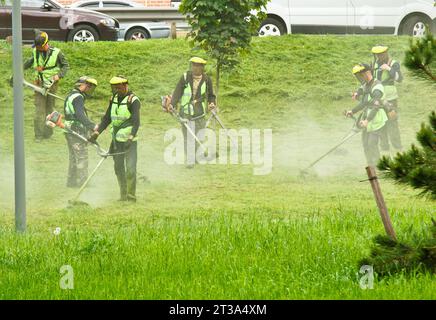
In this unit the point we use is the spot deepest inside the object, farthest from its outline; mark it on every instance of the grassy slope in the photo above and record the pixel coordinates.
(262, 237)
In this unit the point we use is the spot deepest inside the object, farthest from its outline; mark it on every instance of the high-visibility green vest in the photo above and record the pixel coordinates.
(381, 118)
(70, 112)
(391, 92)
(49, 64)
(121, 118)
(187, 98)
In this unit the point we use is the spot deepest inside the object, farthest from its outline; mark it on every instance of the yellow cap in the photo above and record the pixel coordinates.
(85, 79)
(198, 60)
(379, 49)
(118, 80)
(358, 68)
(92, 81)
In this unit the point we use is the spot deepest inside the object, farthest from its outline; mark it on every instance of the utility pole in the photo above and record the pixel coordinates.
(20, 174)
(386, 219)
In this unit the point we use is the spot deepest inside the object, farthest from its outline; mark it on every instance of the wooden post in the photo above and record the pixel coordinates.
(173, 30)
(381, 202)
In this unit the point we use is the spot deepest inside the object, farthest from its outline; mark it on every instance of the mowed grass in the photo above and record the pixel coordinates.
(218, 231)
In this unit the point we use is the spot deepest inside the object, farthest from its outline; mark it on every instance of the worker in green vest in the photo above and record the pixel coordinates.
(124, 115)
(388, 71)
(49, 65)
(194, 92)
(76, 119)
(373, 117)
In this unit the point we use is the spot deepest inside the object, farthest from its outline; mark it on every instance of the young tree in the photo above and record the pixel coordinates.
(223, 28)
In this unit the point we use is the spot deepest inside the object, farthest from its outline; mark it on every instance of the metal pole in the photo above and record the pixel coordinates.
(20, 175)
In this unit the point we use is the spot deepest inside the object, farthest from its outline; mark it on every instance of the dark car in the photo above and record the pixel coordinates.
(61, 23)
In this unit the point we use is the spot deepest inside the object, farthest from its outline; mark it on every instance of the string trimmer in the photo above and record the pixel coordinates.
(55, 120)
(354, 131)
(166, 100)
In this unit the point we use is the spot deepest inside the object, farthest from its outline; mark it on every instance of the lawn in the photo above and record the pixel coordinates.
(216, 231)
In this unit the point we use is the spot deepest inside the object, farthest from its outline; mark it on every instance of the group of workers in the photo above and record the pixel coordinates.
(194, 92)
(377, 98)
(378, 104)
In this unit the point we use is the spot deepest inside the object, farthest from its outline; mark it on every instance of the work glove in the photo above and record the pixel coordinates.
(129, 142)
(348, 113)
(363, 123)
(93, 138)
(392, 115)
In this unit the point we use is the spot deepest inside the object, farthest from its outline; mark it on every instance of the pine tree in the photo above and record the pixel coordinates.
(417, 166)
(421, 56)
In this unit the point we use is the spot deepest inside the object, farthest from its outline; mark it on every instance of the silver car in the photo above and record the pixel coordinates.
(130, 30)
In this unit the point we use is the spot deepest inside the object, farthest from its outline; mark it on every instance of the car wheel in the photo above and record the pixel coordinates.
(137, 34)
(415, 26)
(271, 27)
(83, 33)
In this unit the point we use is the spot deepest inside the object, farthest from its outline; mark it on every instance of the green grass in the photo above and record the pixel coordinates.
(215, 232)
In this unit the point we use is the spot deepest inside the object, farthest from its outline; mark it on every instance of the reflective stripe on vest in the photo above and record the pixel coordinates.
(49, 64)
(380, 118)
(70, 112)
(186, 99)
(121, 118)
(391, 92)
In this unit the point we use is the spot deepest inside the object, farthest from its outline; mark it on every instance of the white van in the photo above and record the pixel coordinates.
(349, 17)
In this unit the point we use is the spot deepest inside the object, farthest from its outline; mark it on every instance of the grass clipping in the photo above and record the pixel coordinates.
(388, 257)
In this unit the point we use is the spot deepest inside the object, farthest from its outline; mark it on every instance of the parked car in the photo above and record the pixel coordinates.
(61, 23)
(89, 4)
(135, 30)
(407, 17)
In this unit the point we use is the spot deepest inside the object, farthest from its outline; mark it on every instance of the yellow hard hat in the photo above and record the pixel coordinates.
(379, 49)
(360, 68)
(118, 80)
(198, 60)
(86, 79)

# Job:
Set out all the material above as a Markdown table with the columns "Row" and "Entry," putting each line in its own numbered row. Skip blank lines and leave out the pictures.

# The answer:
| Row | Entry |
|---|---|
| 1 | In this unit the point we use is the spot deepest inside the object, farthest from its outline; mark it on every instance of the grassy slope in the photo above and record the pixel coordinates. |
| 2 | (262, 237) |
| 3 | In this unit the point we use is the spot deepest inside the object, farthest from its outline; mark it on every instance of the high-visibility green vest in the photo above and record the pixel coordinates. |
| 4 | (381, 118) |
| 5 | (70, 112) |
| 6 | (391, 92) |
| 7 | (49, 64) |
| 8 | (121, 118) |
| 9 | (187, 98) |
| 10 | In this unit the point we use is the spot deepest inside the object, farthest from its outline; mark it on every instance of the yellow cap in the photo above and record the pixel coordinates. |
| 11 | (85, 79) |
| 12 | (198, 60) |
| 13 | (379, 49) |
| 14 | (118, 80) |
| 15 | (358, 68) |
| 16 | (92, 81) |
| 17 | In this unit the point we use is the spot deepest inside the object, farthest from its outline; mark it on every instance of the utility pole in the photo above and record the pixel coordinates. |
| 18 | (20, 174) |
| 19 | (386, 219) |
| 20 | In this unit the point we use is the spot deepest inside the object, farthest from its outline; mark it on every instance of the wooden post in the photo above and record the pixel coordinates. |
| 21 | (173, 30) |
| 22 | (381, 202) |
| 23 | In this unit the point we use is the spot deepest inside the object, farthest from its outline; mark it on every instance of the mowed grass in the photo above and record the pixel coordinates. |
| 24 | (218, 231) |
| 25 | In this unit the point we use is the spot deepest inside the object, farthest from its outline; mark it on every instance of the worker in green vest in the photo above and record the pixel coordinates. |
| 26 | (124, 115) |
| 27 | (388, 71) |
| 28 | (49, 65) |
| 29 | (194, 92) |
| 30 | (76, 119) |
| 31 | (373, 117) |
| 32 | In this unit the point we use is the spot deepest inside the object, farthest from its outline; mark it on every instance of the young tree in the photo above and record the pixel coordinates. |
| 33 | (223, 28) |
| 34 | In this unit the point we use is the spot deepest inside the object, farthest from its outline; mark it on every instance of the metal pole in the photo above and record the pixel coordinates. |
| 35 | (20, 175) |
| 36 | In this unit the point we use is the spot deepest inside the object, farthest from its outline; mark it on every instance of the dark car in the photo above and record the pixel coordinates. |
| 37 | (61, 23) |
| 38 | In this unit the point we use is the spot deepest inside the object, farthest from its outline; mark it on every instance of the string trimmer in the photo above and record the pixel coordinates. |
| 39 | (55, 120) |
| 40 | (354, 131) |
| 41 | (166, 100) |
| 42 | In this unit the point we use is the spot deepest inside the object, farthest from its outline; mark it on every instance of the lawn in the photo above and record the pixel coordinates. |
| 43 | (216, 231) |
| 44 | In this unit the point we use is the spot deepest inside the object, farthest from its outline; mark it on every instance of the group of workers in the photo above and record the pixel coordinates. |
| 45 | (194, 92) |
| 46 | (377, 98) |
| 47 | (378, 104) |
| 48 | In this unit the point we use is the spot deepest inside the object, farthest from its outline; mark it on every instance of the work glove in the photo above and record the pixel coordinates. |
| 49 | (129, 142) |
| 50 | (348, 113) |
| 51 | (363, 123) |
| 52 | (93, 138) |
| 53 | (392, 115) |
| 54 | In this unit the point we use is the spot deepest inside the object, farthest from its outline; mark it on every instance of the pine tree in the photo above and record the pixel coordinates. |
| 55 | (417, 166) |
| 56 | (421, 56) |
| 57 | In this unit the point we use is the spot deepest inside the object, farthest from its outline; mark it on every instance of the silver car in the photo above and record the pixel coordinates. |
| 58 | (130, 30) |
| 59 | In this unit the point we use is the spot deepest inside the object, farthest from its outline; mark it on every instance of the car wheel in the photo above and record the pixel coordinates. |
| 60 | (137, 34) |
| 61 | (415, 26) |
| 62 | (271, 27) |
| 63 | (83, 33) |
| 64 | In this unit the point we use is the spot deepest inside the object, farthest from its outline; mark it on every instance of the green grass in the photo above and record the pixel coordinates. |
| 65 | (215, 232) |
| 66 | In this unit the point we use is the spot deepest inside the object, farthest from its outline; mark it on every instance of the reflective stripe on vest in the photo above and record the pixel coordinates. |
| 67 | (49, 64) |
| 68 | (380, 118) |
| 69 | (70, 112) |
| 70 | (186, 99) |
| 71 | (121, 118) |
| 72 | (391, 92) |
| 73 | In this unit the point we use is the spot deepest inside the object, farthest from its outline; mark it on every instance of the white van in the photo above and record the pixel coordinates. |
| 74 | (349, 17) |
| 75 | In this unit the point we use is the spot deepest inside the object, farthest from its outline; mark it on every instance of the grass clipping in the photo above and record the pixel coordinates. |
| 76 | (388, 257) |
| 77 | In this unit the point we use is the spot deepest inside the object, farthest from its outline; mark it on every instance of the parked car in the photo above and record the pixel coordinates. |
| 78 | (61, 23) |
| 79 | (89, 4) |
| 80 | (135, 30) |
| 81 | (407, 17) |
| 82 | In this unit the point we use is the spot deepest inside the object, farthest from its outline; mark it on every instance of the yellow hard hat in the photo above and record the pixel coordinates. |
| 83 | (379, 49) |
| 84 | (360, 68) |
| 85 | (118, 80) |
| 86 | (198, 60) |
| 87 | (86, 79) |